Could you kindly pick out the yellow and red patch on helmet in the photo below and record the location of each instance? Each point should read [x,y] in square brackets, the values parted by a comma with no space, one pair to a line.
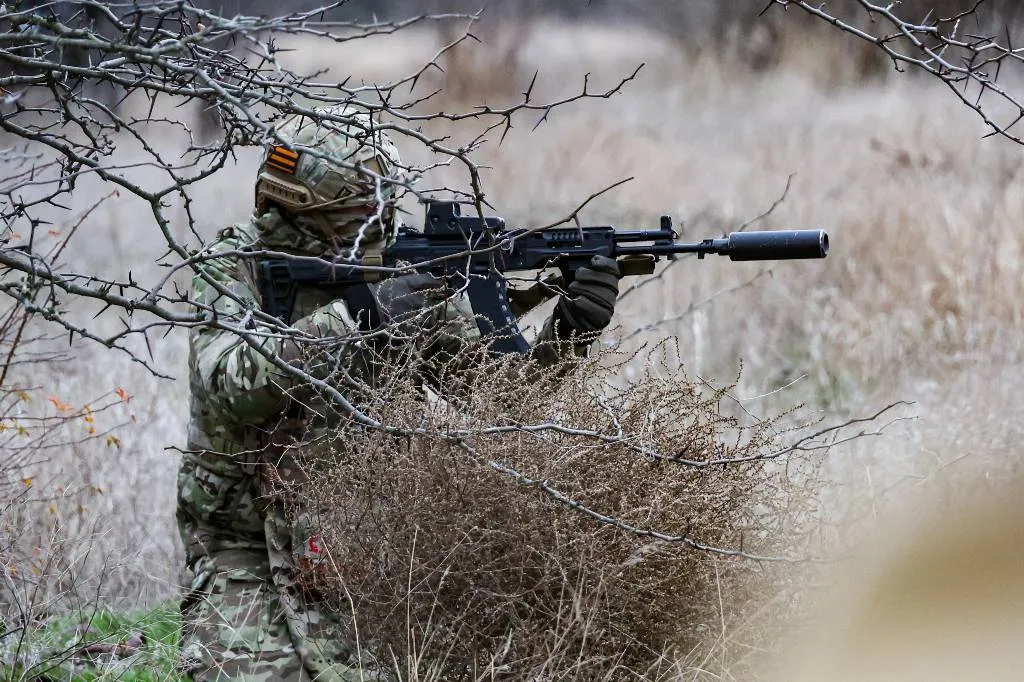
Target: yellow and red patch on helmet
[283,159]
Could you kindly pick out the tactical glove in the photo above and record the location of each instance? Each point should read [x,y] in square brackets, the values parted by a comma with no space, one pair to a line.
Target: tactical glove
[587,306]
[322,323]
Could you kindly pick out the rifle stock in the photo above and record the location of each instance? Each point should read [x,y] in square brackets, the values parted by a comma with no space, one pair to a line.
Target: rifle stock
[475,253]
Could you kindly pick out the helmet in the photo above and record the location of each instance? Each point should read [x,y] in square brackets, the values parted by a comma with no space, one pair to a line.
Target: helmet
[337,175]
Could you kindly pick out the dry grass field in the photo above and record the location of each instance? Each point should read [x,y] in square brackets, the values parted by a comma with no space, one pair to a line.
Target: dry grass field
[919,299]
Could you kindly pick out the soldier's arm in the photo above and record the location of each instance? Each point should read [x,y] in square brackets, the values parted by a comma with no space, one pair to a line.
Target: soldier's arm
[237,378]
[581,313]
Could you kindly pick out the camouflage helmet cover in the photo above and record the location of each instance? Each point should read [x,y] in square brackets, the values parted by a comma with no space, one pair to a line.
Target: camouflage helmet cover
[322,165]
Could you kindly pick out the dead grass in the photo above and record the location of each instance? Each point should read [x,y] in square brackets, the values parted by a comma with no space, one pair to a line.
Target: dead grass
[918,300]
[472,554]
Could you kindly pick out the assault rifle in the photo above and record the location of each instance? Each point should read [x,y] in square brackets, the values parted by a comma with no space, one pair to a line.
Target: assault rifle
[474,253]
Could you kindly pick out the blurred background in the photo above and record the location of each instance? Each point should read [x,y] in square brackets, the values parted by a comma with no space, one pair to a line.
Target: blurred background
[734,120]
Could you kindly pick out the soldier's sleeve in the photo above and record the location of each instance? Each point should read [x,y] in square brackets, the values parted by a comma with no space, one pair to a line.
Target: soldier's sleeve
[237,377]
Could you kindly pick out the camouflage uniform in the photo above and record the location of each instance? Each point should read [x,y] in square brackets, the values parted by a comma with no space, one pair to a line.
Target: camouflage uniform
[244,616]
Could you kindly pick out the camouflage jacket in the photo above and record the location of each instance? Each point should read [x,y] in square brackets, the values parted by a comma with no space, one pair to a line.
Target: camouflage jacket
[239,394]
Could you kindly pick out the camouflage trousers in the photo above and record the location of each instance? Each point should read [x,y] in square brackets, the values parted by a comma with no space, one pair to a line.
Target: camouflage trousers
[239,625]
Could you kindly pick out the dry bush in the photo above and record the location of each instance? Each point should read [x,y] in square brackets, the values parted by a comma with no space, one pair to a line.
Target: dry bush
[538,527]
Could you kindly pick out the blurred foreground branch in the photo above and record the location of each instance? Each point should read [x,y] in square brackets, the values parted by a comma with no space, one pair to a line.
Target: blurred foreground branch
[979,64]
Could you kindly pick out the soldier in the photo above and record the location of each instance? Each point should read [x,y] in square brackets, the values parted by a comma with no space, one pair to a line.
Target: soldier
[325,193]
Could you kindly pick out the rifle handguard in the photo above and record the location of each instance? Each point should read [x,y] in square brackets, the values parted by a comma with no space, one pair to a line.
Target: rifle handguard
[637,264]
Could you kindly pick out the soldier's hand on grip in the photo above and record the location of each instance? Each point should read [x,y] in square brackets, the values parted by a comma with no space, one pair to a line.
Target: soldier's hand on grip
[590,301]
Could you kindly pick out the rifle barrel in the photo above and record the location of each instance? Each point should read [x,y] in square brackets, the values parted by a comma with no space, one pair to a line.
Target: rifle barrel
[766,245]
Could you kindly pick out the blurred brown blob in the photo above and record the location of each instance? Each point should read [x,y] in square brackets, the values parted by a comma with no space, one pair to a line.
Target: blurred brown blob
[939,596]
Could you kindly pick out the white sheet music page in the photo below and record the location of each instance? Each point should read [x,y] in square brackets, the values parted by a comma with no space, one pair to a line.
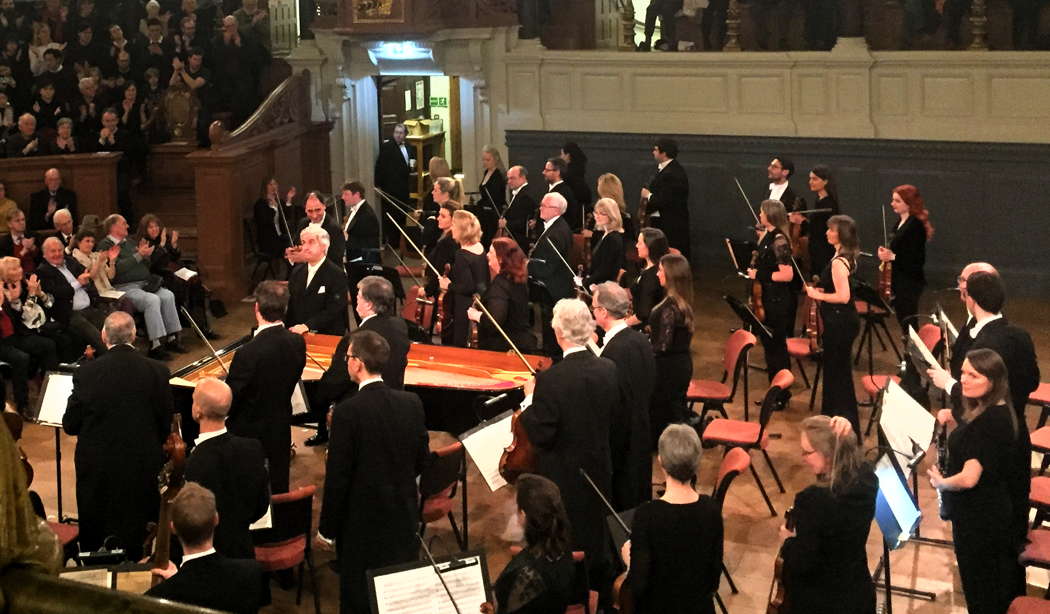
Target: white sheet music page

_To do_
Check each line above for the string "page" and return those that contain it.

_Result of the exercise_
Could you kindly pick out the white sheet music page in the photo below and record the location of each instance? Each point should read [x,y] in square brackets, the values parted by a comma with no space, one pair to a line.
Target: white sheet music page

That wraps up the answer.